__Problem description__. Reproduce all entries word for word.
[Recorded information]
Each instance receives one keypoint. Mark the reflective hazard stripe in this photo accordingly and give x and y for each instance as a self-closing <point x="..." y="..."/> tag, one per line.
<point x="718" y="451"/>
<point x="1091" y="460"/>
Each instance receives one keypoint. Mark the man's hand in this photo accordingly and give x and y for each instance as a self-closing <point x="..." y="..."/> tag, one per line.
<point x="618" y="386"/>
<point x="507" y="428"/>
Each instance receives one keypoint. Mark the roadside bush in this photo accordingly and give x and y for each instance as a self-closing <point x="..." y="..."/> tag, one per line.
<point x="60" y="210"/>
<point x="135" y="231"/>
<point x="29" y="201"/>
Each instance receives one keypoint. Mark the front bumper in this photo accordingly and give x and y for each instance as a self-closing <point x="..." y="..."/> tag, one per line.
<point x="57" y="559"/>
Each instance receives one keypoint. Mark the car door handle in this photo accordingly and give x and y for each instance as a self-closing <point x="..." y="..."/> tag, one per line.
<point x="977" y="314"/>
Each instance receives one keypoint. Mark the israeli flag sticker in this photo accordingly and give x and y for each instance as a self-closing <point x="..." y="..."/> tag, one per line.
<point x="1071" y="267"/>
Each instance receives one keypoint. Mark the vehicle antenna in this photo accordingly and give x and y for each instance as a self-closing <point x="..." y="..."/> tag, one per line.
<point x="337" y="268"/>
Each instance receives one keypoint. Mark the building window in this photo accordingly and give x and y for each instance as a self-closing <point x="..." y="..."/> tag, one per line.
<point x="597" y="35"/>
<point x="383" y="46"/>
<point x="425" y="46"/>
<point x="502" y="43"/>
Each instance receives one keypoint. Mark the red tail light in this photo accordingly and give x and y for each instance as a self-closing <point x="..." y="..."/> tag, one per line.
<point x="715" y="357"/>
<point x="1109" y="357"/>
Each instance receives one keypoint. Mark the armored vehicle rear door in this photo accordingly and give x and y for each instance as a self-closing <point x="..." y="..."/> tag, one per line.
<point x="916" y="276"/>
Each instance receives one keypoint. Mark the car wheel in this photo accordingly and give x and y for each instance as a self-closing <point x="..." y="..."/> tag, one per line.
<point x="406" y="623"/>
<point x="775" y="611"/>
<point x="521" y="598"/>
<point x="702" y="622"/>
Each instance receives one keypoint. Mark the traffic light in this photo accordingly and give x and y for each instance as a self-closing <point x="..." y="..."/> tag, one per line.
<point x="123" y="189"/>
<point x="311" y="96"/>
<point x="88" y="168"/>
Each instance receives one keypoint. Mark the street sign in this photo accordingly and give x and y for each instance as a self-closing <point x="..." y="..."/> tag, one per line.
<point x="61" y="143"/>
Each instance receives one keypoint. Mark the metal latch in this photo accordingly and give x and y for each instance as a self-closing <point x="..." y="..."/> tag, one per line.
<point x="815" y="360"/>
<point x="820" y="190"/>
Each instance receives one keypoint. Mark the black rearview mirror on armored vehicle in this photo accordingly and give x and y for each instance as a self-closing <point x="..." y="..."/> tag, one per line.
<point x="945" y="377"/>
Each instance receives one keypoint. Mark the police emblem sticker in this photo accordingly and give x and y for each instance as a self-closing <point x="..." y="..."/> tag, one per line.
[/Recorded information]
__Answer box__.
Each instance receives one keypoint. Mark the reflective hazard stripe in this photo accordingly and give x and y for each instance as a self-closing <point x="..." y="..."/> tag, one per line.
<point x="718" y="451"/>
<point x="1091" y="460"/>
Each instance receives one keypoint. Mark the man's hand in this photo accordingly and give x and y for each instance as a self-closing <point x="..." y="..."/> tag, one per line.
<point x="618" y="386"/>
<point x="507" y="428"/>
Each instance receives one keypoint. Mark the roadside bush in this photo accordingly and give x and y for each instance as a self-closing <point x="..." y="..."/> tag, one per line.
<point x="60" y="210"/>
<point x="135" y="231"/>
<point x="29" y="201"/>
Each instance receives one keypoint. Mark the front bumper in this photo accordingly and give x and y for each instance as a self-closing <point x="..." y="..."/> tag, one per line.
<point x="57" y="559"/>
Each instance receives one keypoint. Mark the car door handle in this photo accordingly and give x and y for each instance as a self-closing <point x="..." y="..."/> tag, one per line.
<point x="977" y="314"/>
Each instance receives one keypoint. Mark the israeli flag sticker in this photo accordingly and give x and y for each instance as a self-closing <point x="..." y="..."/> tag, one per line.
<point x="1071" y="267"/>
Each instance receives one keypoint. Mark the vehicle antenna in this photo accordingly and give x and y for each instance as a self-closing <point x="..." y="..."/> tag, one per line.
<point x="337" y="268"/>
Each instance receives one keypoint. Mark the building window in this photo accordingly and give x and y for each instance as a self-closing <point x="..." y="..."/> tag, one per line.
<point x="597" y="35"/>
<point x="383" y="46"/>
<point x="425" y="46"/>
<point x="502" y="43"/>
Each instance receives one keypoint. Mark the red tail light in this photo accordingly and give x and y for each instance as a self-closing <point x="..." y="..."/> tag, one per line.
<point x="715" y="357"/>
<point x="1109" y="357"/>
Each instance receives one keypoint. Mark the armored vehicle rear door in this photo accordingly and give x and y for each instance as a self-closing <point x="..." y="..."/> tag, one per line.
<point x="916" y="276"/>
Each instance receives one keypoint. Mark the car wheel in this photo accordingly and give x and y for each instance as a self-closing <point x="..." y="..."/> tag, one per line.
<point x="406" y="623"/>
<point x="775" y="611"/>
<point x="521" y="598"/>
<point x="702" y="622"/>
Each instance receives one keypoint. Mark the traffic light in this photo accordingly and give x and y for each instance as a self-closing <point x="..." y="..."/> tag, one per line.
<point x="123" y="189"/>
<point x="311" y="96"/>
<point x="88" y="168"/>
Each instance receives one keypoint. Mark the street sign in this photo accordingly and give x and y for each instance as a self-closing <point x="..." y="..."/> tag, one per line.
<point x="61" y="143"/>
Each instance receives one keypoint. Mark the metal latch in this photo accordingly and give x and y for each instance as a self-closing <point x="..." y="..."/> tag, one per line.
<point x="815" y="360"/>
<point x="820" y="190"/>
Each instance receives one keypoint. Mark the black rearview mirror on armored vehicle in this photo accordingly and give x and y for each instance as a self-closing <point x="..." y="..."/> tag, one per line.
<point x="945" y="377"/>
Each instance receives one keypoint. Mark the police emblem sticker in this photo accordingly and give x and y for each instance as a self-closing <point x="..." y="..."/> tag, one per line.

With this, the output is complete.